• **SOAL TERTULIS 1**
Salin kata demi kata bagian tulisan tentang perjuangan petani Urutsewu dari "Sebenarnya rakyat Urutsewu" sampai "dan korporasi asing.".
• **SOAL TERTULIS 2**
Menurut tulisan tentang perjuangan petani Urutsewu, berapa lama regulasi daerah yang akan disahkan DPRD itu diberlakukan?
• **SOAL TERTULIS 3**
Teruskan tulisan tentang perjuangan petani Urutsewu mulai dari kalimat terakhir yang tercantum.

• **KUTIPAN SUMBER**
╔══
Kamis, 21 Juni 2012

Refleksi Aksi USB "UrutSewu Bersatu"

Fakta bahwa perjuangan petani kawasan pesisir Kebumen selatan dalam penolakan pemanfaatan lahan untuk latihan perang dan ujicoba senjata berat serta eksploitasi  tambang pasir besi; dikandaskan pemerintah. Padahal jika dicermati secara kritis, dalam rentang puluhan tahun ke depan dimana bakal dibangun jaringan jalan lintas Jawa selatan, kawasan ini sangat tak memenuhi syarat keamanan jika untuk kawasan latihan dan ujicoba senjata berat. Namun dengan dalih pentingnya pertahanan dan keamanan (hankam), maka kawasan yang sejak jaman kolonial menjadi basis produksi agraris termasuk industri garam rakyat di masa sirat lalu itu pun; bakal tercerabut akar sejarahnya. Ironi terpahit atas semua ini, Pemkab Kebumen melegitimasi bercokolnya TNI-AD atas kawasan ini dengan merancang Perda Rencana Tata Ruang Wilayah. Begonya lagi, DPRD bakal mengesahkan regulasi daerah yang akan diberlakukan selama 20 tahun (2011-2031) ini.

Pergolakan di kawasan Urutsewu yang diwujudkan dalam perlawanan petani untuk menolak okupasi lahan pertanian, termasuk zona-zona pariwisata rakyat; dikandaskan oleh sepotong regulasi daerah yang mengabaikan aspirasi rakyat petaninya. Demonstrasi dan aksi-aksi unjukrasa selama 5 tahun terakhir, yang melelahkan dan nggetih (berdarah-darah) pun, seolah dianggap angin lalu. Beberapa pejabat daerah, saat berbincang masalah ini cuma mengajak masyarakat untuk “melupakan” saja kesalahan masa lalu. Padahal “tragedi Setrojenar” (16/4) sendiri masih menyisakan banyak fakta dilecehkannya keadilan hukum dan keadilan sosial. Belum lagi peristiwa timbulnya korban cacat dan tewasnya anak-anak petani pesisir sebagai dampak digunakannya lahan pertanian untuk latihan perang dan ujicoba senjata. Mereka tewas tanpa mendapatkan santunan.


Sebenarnya rakyat Urutsewu marah atas semua ini. Di tengah kemelut konflik agrarian yang tak pernah diupayakan secara adil penyelesaiannya; muncul lah investor pertambangan pasir besi yang juga bakal mengeksploitasi pesisir dan lahan-lahan pertanian hortikultura. Makam umum, areal pangon, sawah, kebun melon, lahan semangka, ladang jagung dan sayuran lainnya; bakal menyusut. Sementara populasi dan kebutuhan ketersediaan lahan berkembang. Penyusutan lahan bagi pra-industrialisasi pertanian ini menyusut secara signifikan. Terdesak oleh ekspansi modal yang merupakan kekuatan penggusur baru dan yang didukung negara usang untuk melayani kepentingan industri dan korporasi asing.
╚══
Butir dataset tersimpan
╔══
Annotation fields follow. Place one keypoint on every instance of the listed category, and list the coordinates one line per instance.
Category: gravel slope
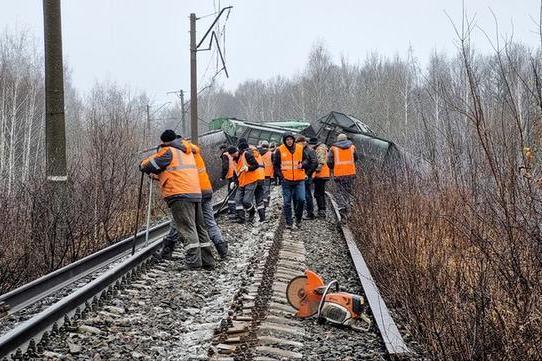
(166, 314)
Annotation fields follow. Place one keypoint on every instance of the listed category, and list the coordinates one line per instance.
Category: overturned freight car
(375, 151)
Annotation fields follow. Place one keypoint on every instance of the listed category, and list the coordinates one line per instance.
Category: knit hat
(168, 136)
(241, 140)
(242, 145)
(313, 141)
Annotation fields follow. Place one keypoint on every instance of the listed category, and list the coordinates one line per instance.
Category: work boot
(240, 216)
(310, 217)
(251, 214)
(261, 213)
(222, 249)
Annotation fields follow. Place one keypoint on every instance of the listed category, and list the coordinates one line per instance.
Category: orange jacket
(231, 165)
(260, 172)
(204, 181)
(290, 164)
(268, 164)
(177, 172)
(344, 161)
(244, 176)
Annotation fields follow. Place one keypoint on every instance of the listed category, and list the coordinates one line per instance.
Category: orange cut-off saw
(310, 296)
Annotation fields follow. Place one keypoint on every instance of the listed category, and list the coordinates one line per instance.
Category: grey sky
(143, 44)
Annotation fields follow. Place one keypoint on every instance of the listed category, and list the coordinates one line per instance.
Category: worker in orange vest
(228, 174)
(320, 176)
(290, 162)
(175, 166)
(250, 175)
(342, 159)
(267, 154)
(207, 205)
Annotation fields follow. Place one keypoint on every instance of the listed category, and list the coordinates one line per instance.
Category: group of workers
(297, 165)
(301, 167)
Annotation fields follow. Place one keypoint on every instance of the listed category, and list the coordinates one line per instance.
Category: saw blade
(295, 291)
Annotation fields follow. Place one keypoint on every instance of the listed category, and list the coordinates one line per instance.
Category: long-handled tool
(139, 196)
(310, 296)
(149, 207)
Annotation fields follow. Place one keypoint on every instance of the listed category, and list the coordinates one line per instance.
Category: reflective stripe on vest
(344, 163)
(260, 172)
(324, 173)
(268, 164)
(204, 181)
(231, 166)
(289, 163)
(180, 178)
(245, 176)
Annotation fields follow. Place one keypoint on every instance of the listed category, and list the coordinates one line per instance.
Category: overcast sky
(144, 44)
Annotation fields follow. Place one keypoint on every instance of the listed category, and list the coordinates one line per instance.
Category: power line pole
(183, 120)
(193, 81)
(194, 65)
(148, 130)
(55, 128)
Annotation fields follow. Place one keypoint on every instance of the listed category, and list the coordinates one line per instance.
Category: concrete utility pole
(194, 68)
(55, 129)
(148, 129)
(183, 120)
(193, 81)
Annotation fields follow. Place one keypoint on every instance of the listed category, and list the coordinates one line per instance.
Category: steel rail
(40, 288)
(36, 326)
(19, 338)
(395, 345)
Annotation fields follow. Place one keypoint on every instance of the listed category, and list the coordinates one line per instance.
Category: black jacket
(307, 162)
(252, 163)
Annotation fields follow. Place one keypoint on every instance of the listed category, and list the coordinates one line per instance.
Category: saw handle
(326, 291)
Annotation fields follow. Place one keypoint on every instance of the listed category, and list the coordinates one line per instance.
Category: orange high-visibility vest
(180, 178)
(260, 172)
(324, 173)
(268, 164)
(289, 163)
(204, 181)
(344, 164)
(231, 166)
(244, 176)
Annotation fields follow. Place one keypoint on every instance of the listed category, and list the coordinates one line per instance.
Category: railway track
(147, 310)
(260, 324)
(30, 312)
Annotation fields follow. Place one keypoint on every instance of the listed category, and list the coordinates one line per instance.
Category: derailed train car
(376, 152)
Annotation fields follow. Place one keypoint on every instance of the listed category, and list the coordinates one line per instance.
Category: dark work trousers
╚══
• **JAWABAN 1**
Sebenarnya rakyat Urutsewu marah atas semua ini. Di tengah kemelut konflik agrarian yang tak pernah diupayakan secara adil penyelesaiannya; muncul lah investor pertambangan pasir besi yang juga bakal mengeksploitasi pesisir dan lahan-lahan pertanian hortikultura. Makam umum, areal pangon, sawah, kebun melon, lahan semangka, ladang jagung dan sayuran lainnya; bakal menyusut. Sementara populasi dan kebutuhan ketersediaan lahan berkembang. Penyusutan lahan bagi pra-industrialisasi pertanian ini menyusut secara signifikan. Terdesak oleh ekspansi modal yang merupakan kekuatan penggusur baru dan yang didukung negara usang untuk melayani kepentingan industri dan korporasi asing.

• **JAWABAN 2**
Selama 20 tahun, yaitu 2011–2031.

• **JAWABAN 3**
Wacana hankam (mengusung subtema areal latihan dan ujicoba alutsista TNI-AD, ditambah muatan issue pangkalan TNI-AL, sekaligus pertambangan pasir besi include di dalamnya) dengan issue nasionalisme yang tak pernah konsisten dan faktual; adalah kepentingan konspiratif. Semua dapat dianalogikan dalam idiom lokal sebagai hanya dalih kudhung welulang macan, mengalahkan urgensi kesejahteraan umum petani pesisir yang telah lebih dari satu dekade mulai merintis industrialisasi pertanian hortikultura; yang produktif meskipun minim dukungan negara. Intensitas budidaya lahan pesisir bahkan telah sanggup menciptakan perspekstif baru berupa kebanggaan angkatan muda desa-desa se Urutsewu terhadap aspek pertanian fenomenal pra  modernitas budaya agraris. Pertanian bukan lagi sektor yang kumuh dan terbelakang.

Fakta empiris ini tak pernah dipermanai sebagai perkembangan sejarah budaya agraria yang penting dan strategis. Pressure “kepentingan nasional” telah menafikan visi tentang kemandirian daerah. Dan kemunculan regulasi daerah tentang pengaturan umum pemanfaatan kawasan bakal menjadi instrumen baru untuk melegitimasikan perampasan sistematis atas tanah-tanah pesisir Urutsewu. Tragisnya..

(bersambung ke bag. 2)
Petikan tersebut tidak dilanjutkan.